● INFORMATION GIVEN

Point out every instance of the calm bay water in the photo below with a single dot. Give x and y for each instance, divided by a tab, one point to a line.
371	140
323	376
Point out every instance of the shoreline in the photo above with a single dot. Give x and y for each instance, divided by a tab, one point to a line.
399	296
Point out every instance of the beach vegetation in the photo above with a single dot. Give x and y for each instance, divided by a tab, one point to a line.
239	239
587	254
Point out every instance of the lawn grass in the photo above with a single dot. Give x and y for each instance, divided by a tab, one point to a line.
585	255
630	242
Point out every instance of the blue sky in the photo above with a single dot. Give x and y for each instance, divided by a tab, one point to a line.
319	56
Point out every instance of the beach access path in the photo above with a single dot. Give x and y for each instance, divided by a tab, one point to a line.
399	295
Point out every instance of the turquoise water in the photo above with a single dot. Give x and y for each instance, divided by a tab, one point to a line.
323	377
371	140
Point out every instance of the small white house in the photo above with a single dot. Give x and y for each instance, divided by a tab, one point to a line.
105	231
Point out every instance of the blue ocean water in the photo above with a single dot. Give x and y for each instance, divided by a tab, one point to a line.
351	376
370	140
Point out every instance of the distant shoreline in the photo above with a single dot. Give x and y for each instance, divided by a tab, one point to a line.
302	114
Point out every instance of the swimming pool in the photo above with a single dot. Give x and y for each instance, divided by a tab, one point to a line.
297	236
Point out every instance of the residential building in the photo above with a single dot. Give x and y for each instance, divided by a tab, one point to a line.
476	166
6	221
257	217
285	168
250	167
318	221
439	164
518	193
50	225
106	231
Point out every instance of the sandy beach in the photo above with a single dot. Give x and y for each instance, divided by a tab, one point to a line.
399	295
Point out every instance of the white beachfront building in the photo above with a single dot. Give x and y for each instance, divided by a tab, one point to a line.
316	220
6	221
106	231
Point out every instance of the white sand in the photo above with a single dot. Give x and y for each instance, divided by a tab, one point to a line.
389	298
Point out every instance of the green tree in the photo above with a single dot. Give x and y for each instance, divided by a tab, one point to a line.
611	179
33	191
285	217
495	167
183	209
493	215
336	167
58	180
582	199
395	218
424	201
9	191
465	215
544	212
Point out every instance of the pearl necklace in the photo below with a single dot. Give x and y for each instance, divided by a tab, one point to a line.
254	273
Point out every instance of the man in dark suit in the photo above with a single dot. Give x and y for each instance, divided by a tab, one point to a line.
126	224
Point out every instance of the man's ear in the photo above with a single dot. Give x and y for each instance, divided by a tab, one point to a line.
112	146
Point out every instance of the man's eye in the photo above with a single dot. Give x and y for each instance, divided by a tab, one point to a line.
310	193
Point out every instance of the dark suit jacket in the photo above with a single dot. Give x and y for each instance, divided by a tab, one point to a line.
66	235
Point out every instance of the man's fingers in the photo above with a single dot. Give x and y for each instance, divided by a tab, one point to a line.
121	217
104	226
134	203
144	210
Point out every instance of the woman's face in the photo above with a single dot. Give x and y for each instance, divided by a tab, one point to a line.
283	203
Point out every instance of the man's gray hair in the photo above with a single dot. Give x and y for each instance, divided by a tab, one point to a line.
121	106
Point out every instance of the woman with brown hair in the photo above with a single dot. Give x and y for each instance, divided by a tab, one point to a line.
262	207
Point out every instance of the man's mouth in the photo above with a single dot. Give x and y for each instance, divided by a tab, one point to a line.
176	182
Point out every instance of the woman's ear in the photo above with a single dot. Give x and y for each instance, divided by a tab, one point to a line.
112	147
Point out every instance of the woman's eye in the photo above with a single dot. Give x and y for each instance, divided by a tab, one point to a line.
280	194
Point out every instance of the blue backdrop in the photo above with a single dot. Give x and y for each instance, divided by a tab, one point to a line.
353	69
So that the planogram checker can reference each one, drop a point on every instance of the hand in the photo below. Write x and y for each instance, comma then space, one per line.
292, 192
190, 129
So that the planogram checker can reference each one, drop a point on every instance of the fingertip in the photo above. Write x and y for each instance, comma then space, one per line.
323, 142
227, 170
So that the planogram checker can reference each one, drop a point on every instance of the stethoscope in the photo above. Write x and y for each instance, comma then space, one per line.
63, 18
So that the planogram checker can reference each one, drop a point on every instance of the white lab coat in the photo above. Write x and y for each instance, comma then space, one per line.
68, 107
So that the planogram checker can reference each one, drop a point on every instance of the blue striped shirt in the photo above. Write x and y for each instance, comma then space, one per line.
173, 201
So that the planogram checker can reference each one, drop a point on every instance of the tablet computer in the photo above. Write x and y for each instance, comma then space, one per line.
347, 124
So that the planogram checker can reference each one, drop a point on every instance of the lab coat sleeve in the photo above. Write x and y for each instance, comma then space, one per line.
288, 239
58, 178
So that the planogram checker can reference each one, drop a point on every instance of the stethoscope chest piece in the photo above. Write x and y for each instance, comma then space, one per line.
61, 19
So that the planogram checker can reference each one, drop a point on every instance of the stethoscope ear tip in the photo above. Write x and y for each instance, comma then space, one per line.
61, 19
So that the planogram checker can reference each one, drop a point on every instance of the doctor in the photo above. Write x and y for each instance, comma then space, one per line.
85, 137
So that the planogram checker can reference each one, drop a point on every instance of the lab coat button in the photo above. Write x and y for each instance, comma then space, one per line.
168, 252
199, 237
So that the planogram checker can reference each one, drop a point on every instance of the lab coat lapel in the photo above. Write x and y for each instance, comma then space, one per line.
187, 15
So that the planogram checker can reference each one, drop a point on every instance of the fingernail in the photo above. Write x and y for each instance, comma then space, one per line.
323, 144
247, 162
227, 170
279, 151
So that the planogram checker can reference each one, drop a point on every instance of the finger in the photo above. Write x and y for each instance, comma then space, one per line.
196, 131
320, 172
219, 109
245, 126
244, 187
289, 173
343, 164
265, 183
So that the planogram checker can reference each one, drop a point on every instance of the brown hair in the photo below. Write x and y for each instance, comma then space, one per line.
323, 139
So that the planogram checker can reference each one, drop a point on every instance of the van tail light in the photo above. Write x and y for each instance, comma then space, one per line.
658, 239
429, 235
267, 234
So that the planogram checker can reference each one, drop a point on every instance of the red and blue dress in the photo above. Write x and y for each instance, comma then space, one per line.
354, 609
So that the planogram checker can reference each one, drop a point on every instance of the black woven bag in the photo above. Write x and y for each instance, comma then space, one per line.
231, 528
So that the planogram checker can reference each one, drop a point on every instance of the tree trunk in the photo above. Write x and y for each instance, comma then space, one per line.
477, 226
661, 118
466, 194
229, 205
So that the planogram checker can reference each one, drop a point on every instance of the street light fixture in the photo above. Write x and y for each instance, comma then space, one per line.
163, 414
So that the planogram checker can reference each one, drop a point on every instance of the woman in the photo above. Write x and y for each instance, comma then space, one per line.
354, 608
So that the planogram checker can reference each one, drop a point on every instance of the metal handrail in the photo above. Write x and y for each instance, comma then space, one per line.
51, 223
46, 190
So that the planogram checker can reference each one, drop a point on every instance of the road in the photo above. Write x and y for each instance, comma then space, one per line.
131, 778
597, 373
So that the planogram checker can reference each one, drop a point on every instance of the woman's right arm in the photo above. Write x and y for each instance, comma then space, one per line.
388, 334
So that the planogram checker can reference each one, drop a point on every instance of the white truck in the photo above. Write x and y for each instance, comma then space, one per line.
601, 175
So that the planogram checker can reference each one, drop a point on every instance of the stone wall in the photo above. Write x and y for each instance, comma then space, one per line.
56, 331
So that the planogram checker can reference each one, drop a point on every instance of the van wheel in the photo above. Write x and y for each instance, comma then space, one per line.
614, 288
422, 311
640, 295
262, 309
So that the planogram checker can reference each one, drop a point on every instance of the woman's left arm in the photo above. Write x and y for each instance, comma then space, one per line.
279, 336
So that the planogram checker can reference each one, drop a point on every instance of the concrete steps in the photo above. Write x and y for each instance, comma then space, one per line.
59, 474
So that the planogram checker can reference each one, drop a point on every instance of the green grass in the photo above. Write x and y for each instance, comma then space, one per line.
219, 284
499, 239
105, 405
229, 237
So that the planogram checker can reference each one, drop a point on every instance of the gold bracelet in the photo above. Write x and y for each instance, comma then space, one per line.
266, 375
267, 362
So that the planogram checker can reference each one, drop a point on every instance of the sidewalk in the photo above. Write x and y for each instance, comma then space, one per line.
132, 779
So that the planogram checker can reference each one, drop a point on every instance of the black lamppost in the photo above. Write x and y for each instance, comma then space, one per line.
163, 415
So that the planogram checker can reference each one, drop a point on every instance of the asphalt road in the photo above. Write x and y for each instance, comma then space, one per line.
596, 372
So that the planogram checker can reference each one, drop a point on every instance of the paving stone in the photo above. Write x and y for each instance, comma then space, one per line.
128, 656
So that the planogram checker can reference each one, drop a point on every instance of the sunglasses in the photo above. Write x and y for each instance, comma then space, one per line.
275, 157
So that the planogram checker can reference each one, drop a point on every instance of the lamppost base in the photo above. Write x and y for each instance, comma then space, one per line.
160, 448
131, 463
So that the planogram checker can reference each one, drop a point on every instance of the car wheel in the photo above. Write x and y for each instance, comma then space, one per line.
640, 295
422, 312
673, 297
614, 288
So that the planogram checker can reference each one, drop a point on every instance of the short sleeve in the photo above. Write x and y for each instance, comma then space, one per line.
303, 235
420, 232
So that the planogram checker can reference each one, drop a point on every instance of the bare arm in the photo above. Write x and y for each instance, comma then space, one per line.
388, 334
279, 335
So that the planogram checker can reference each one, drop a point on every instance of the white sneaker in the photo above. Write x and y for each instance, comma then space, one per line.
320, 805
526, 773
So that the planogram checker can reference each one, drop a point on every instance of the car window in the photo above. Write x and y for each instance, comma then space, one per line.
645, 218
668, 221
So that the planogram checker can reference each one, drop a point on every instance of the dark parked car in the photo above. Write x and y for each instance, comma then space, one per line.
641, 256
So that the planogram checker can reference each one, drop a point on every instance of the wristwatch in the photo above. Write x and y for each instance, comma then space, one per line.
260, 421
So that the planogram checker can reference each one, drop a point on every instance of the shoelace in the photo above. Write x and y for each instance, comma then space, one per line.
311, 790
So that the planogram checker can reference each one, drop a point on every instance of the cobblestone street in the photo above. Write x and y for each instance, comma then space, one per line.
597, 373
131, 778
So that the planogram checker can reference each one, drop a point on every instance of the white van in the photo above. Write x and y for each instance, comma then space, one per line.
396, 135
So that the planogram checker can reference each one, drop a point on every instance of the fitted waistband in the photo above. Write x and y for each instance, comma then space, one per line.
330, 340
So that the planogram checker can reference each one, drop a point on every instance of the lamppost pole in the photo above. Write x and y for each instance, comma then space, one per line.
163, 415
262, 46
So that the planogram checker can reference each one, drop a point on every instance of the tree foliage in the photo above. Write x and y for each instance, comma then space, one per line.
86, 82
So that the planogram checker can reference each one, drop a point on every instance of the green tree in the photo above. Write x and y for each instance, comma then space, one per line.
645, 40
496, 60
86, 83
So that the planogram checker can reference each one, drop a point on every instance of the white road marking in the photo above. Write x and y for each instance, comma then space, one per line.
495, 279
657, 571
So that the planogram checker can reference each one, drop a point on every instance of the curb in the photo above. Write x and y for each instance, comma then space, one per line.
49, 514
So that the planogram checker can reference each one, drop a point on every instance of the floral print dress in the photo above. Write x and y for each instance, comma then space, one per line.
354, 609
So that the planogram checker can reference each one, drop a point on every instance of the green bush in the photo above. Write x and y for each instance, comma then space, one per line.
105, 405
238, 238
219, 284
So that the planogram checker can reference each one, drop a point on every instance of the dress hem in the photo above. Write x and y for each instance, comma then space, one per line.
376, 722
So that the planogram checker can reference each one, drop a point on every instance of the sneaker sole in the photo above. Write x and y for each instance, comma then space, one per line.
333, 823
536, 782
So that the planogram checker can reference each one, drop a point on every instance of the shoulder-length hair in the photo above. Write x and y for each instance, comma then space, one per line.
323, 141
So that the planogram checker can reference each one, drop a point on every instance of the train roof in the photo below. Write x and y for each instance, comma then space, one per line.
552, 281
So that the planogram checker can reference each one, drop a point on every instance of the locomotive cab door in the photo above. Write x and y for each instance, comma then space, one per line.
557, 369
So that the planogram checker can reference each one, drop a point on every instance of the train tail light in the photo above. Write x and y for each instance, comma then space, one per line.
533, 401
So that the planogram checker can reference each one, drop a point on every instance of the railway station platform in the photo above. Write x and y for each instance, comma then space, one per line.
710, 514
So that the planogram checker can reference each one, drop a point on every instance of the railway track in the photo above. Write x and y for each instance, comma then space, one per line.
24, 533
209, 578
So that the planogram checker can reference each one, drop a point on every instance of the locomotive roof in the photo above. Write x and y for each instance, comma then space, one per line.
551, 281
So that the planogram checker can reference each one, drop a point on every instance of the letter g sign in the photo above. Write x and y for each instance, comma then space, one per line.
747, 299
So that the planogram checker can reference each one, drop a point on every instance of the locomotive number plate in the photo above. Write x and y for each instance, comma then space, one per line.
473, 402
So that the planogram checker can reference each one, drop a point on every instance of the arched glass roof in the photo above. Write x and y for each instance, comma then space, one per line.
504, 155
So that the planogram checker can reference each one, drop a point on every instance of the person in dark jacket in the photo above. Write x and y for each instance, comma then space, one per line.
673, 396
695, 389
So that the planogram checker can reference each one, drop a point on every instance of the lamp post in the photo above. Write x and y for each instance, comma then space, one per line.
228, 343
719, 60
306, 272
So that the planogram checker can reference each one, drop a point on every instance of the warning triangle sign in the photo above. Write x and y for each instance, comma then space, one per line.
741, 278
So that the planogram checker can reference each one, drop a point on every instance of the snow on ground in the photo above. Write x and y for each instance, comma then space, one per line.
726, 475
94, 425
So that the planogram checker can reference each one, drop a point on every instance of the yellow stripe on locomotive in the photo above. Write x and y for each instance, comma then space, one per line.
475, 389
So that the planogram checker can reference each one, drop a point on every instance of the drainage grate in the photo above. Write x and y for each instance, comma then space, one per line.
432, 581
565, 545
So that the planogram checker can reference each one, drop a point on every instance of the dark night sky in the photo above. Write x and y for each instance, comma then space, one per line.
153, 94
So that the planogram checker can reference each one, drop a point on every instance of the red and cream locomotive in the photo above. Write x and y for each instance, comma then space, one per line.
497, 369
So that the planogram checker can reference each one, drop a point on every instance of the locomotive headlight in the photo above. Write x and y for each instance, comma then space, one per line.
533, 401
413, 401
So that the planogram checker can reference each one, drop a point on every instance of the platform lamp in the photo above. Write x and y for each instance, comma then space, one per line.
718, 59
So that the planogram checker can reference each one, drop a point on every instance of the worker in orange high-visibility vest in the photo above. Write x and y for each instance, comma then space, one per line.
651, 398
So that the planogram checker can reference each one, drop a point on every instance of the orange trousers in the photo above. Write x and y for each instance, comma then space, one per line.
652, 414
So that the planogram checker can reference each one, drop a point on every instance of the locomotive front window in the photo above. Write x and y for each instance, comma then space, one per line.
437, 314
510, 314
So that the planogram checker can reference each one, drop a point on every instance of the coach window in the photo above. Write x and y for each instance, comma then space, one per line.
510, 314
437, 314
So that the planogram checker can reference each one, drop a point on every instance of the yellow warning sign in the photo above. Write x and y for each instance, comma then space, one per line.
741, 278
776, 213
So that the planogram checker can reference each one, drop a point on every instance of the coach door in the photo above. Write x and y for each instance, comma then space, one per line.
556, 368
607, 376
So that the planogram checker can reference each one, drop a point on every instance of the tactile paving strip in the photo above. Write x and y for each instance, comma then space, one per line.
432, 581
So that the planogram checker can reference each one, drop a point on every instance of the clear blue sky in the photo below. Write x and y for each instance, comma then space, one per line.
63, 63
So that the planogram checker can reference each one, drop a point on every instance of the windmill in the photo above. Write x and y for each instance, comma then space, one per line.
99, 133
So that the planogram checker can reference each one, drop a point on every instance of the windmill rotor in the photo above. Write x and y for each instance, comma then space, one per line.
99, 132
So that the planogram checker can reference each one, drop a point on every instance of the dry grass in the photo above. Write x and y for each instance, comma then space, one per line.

● TASK GOAL
From the line containing "of the worker" down to the last line, reproduce the records exactly. Include both ends.

● RESPONSE BELOW
So that the planogram checker can reference each one, drop a point on every instance of the worker in orange high-visibility vest in the photo above. Write x and y for each instance, comma then space, one per line.
651, 398
So that the planogram checker can reference each one, drop a point on every instance of the orange trousers in the photo above. Write x and y for each instance, comma then space, one per line.
652, 414
So that the planogram checker can reference each one, drop a point on every instance of the locomotive front window in the photo above. Write x and y for each instance, comma then space, one per line.
437, 314
510, 314
So that the planogram checker can reference each one, drop a point on every instance of the coach window in the photo above. Write x and y for each instance, comma then space, one per line.
510, 314
437, 314
So that the planogram checker can reference each one, drop a point on every instance of the yellow warning sign in the photo above. Write x and y for each instance, comma then space, one per line.
741, 278
776, 213
So that the planogram checker can reference each one, drop a point on every instance of the coach door in the photo above. Write x and y for each instance, comma then space, one per line.
556, 368
607, 376
So that the planogram checker can reference each one, drop a point on every instance of the tactile paving strip in the photo above. Write x and y for each instance, comma then space, one per line.
432, 581
So that the planogram checker can reference each one, drop a point on every instance of the clear blue sky in the photo below. Write x and y for each instance, comma then space, one per line.
63, 63
So that the planogram checker can reference each one, drop a point on every instance of the windmill in the photo above. Write x and y for each instance, comma then space, one per line.
99, 133
So that the planogram checker can reference each one, drop a point on every instance of the windmill rotor in the photo above. Write x and y for each instance, comma then space, one per line.
99, 132
So that the planogram checker can reference each one, drop a point on every instance of the dry grass in the photo above. Write x and y for each instance, comma then space, one per line.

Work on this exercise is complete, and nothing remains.